I make a plan for Kentucky, a plan that feels exciting and slightly scary, if only to me. (I am afraid of everything.) The plan involves an activity I’ve never done in a corner of the state I’ve never seen. But late the night before, when I reevaluate timing and (lack of) money and the distances involved – Kentucky takes something like six hours to cross from west to east – my plan evaporates. So early in the morning, I fall back into familiar patterns, and return almost instinctually to a town I visited in 2010. At the time, I was doing research for a potential writing project, following a story that never went anywhere about a man who traveled everywhere, as fast as he could, but in the end got nowhere at all.

▶ DATA LINES
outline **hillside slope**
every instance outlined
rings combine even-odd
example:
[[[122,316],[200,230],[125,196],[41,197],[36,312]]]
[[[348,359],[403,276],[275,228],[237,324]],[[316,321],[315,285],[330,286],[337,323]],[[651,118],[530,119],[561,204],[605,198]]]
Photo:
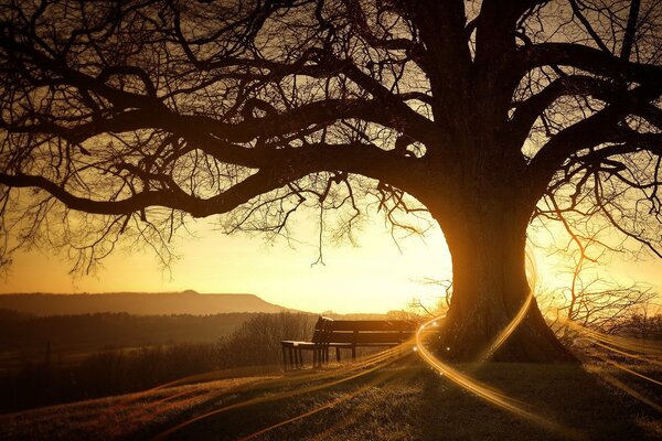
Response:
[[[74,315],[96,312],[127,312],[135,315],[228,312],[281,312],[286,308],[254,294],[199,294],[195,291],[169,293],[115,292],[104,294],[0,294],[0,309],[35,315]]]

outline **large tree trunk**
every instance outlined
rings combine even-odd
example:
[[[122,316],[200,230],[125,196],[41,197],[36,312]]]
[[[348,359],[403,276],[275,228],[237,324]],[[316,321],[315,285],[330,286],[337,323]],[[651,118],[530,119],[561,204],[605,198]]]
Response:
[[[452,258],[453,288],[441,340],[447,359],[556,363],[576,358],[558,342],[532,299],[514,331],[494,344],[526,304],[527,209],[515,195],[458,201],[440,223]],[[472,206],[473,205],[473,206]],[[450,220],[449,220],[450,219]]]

--

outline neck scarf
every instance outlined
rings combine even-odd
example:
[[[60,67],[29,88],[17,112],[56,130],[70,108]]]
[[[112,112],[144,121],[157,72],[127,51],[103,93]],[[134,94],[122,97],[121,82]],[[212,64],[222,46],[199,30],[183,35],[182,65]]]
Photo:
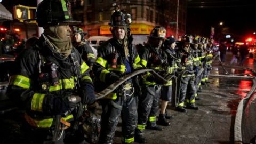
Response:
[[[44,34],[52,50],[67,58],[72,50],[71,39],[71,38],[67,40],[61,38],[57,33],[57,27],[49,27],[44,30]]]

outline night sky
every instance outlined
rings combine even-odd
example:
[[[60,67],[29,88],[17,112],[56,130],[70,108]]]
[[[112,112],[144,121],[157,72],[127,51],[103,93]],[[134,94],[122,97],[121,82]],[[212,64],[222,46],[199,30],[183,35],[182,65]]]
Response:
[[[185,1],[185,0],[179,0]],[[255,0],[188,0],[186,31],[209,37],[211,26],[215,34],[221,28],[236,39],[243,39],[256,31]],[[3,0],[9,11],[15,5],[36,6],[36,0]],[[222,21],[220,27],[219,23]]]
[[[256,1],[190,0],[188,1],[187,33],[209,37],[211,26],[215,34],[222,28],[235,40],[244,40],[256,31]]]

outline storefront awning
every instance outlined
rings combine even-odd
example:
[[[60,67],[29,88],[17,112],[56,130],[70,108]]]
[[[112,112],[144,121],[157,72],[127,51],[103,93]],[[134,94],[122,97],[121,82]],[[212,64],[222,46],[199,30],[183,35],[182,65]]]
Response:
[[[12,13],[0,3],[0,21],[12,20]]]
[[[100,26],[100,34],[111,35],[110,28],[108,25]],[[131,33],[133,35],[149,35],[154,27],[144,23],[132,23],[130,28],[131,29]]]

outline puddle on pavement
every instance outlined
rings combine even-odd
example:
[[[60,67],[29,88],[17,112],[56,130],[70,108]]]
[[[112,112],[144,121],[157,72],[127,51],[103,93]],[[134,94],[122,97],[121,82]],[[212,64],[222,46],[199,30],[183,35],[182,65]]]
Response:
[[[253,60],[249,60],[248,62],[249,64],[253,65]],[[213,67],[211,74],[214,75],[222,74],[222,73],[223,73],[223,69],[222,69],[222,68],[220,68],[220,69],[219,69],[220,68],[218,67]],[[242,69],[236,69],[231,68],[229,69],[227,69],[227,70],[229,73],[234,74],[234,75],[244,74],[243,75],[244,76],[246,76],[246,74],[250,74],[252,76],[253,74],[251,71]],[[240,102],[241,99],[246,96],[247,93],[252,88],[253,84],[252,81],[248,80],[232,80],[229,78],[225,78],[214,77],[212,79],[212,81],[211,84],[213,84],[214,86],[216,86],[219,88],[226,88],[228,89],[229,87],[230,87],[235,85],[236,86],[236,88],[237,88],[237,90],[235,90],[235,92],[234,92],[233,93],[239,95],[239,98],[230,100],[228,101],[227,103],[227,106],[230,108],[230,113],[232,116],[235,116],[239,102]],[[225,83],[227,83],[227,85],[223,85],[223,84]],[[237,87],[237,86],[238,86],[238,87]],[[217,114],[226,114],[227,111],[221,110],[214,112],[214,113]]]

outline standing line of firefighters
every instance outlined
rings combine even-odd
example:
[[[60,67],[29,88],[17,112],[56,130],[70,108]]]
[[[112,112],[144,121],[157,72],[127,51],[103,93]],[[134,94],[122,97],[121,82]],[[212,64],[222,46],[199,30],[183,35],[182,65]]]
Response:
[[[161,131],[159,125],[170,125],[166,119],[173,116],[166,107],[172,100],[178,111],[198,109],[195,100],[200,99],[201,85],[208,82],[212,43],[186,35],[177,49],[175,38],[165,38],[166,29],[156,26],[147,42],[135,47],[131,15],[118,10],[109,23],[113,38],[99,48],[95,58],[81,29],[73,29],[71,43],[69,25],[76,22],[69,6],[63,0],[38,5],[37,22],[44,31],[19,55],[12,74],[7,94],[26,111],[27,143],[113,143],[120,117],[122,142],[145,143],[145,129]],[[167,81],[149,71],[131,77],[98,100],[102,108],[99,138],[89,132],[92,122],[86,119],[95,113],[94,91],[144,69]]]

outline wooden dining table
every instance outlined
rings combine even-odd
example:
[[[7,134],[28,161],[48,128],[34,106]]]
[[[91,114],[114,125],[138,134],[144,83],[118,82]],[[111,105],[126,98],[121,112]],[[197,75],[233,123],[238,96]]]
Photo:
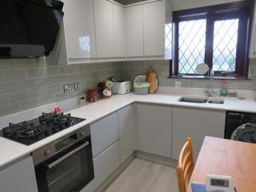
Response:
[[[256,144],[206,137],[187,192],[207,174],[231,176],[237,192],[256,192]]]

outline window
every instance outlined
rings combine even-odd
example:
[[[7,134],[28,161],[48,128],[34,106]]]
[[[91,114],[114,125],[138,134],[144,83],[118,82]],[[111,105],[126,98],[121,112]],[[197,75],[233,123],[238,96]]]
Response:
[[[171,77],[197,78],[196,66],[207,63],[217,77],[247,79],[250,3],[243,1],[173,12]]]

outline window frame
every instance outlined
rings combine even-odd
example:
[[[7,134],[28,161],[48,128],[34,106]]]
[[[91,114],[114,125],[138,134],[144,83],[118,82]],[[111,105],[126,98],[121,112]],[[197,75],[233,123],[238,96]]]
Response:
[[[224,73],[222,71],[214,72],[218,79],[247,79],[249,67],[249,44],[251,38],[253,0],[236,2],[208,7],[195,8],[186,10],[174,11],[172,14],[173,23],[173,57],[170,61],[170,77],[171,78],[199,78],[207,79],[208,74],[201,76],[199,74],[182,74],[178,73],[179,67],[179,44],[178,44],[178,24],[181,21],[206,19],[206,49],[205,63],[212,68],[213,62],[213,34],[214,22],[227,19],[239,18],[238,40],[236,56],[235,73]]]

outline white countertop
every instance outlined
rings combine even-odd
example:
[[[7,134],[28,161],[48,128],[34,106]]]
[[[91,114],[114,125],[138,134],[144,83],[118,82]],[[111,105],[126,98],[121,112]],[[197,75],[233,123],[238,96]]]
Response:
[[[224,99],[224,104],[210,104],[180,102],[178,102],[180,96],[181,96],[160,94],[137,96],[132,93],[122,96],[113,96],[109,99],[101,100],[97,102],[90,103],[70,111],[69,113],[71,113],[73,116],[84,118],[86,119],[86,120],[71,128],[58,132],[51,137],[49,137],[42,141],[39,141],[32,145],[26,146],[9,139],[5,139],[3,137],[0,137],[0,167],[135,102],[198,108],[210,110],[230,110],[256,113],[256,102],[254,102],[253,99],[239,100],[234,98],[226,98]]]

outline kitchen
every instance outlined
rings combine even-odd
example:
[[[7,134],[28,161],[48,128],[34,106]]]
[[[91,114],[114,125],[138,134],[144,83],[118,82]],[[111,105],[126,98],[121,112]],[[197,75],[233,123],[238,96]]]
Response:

==

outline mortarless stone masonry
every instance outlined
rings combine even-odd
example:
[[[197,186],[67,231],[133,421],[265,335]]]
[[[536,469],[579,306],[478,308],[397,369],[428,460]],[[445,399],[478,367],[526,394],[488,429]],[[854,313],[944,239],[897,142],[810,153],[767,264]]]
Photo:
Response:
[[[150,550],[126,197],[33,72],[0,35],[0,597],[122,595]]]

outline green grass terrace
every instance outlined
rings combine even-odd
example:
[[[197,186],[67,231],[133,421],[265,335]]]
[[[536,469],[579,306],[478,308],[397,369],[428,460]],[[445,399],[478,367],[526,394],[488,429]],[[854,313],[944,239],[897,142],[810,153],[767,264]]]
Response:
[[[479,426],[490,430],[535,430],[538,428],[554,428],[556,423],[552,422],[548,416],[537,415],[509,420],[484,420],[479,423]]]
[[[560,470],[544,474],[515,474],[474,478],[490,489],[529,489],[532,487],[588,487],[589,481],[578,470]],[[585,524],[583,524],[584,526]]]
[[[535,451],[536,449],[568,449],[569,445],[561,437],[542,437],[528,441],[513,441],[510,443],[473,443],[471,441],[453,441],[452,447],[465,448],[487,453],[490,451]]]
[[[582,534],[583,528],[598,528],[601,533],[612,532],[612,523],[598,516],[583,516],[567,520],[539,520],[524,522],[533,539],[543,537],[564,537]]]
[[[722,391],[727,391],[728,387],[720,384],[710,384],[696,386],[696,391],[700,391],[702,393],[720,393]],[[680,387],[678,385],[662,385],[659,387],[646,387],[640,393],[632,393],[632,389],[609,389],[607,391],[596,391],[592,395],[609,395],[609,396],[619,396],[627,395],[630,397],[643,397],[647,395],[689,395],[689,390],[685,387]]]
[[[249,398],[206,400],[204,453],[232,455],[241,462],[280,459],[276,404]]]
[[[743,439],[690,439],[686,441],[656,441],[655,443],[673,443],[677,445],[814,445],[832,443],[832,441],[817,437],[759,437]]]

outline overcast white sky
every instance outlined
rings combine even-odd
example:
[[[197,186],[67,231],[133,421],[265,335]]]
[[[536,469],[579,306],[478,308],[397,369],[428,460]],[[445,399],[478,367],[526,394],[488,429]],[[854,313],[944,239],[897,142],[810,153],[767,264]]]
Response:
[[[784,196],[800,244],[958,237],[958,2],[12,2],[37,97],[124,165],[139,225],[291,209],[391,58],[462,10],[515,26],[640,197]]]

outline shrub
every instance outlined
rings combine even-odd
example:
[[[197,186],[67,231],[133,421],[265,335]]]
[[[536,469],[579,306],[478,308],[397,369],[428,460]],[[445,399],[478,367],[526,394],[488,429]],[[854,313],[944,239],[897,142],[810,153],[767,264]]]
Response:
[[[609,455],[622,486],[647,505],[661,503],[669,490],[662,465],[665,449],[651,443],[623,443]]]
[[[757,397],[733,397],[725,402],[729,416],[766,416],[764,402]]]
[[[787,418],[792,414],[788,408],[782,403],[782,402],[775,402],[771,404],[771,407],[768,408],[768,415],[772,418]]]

▶ EXERCISES TO COMPLETE
(1) According to the Kentucky passage, why does the original plan evaporate? Answer in one to three sentences.
(2) Pick up the Kentucky passage after its final sentence and carry it forward.
The records above have no connection to the Kentucky passage.

▶ OUTPUTS IN ORDER
(1) The plan evaporates because, late the night before, the writer reevaluates timing, the lack of money, and the distances involved. Kentucky takes something like six hours to cross from west to east.

(2)
There are more highways than I remember on the way to Bardstown, with heavier traffic merging across more lanes onto longer bridges. But just as I start to worry that my GPS has led me astray, it directs me onto a local road through a green landscape that is soon replaced by neatly arranged small-town streets lined with orderly houses and straight sidewalks, and the approach to this pretty and melancholy place comes back to me.
Here’s what I wrote about Bardstown almost exactly seven years ago:
I was driving on a Kentucky road when a voice on the radio informed me that I was really in a place called Kentuckiana. Just when you think you have life figured out, when you know where you’re going and what you are going to find there, something comes along and throws it all, once again, into confusion. Somebody goes and invents a new state. Now, walking through a quiet residential neighborhood on a late August afternoon, I feel out of place and uncertain. The trees seem to dislike me. Their low-hanging branches swoop towards my head, as if they are trying to shoo me away. It occurs to me that I am trespassing on someone’s lawn. Perhaps I should be concerned that they might shoot me, but I’m not. I am only afraid that they will come out and politely inquire what I’m doing here.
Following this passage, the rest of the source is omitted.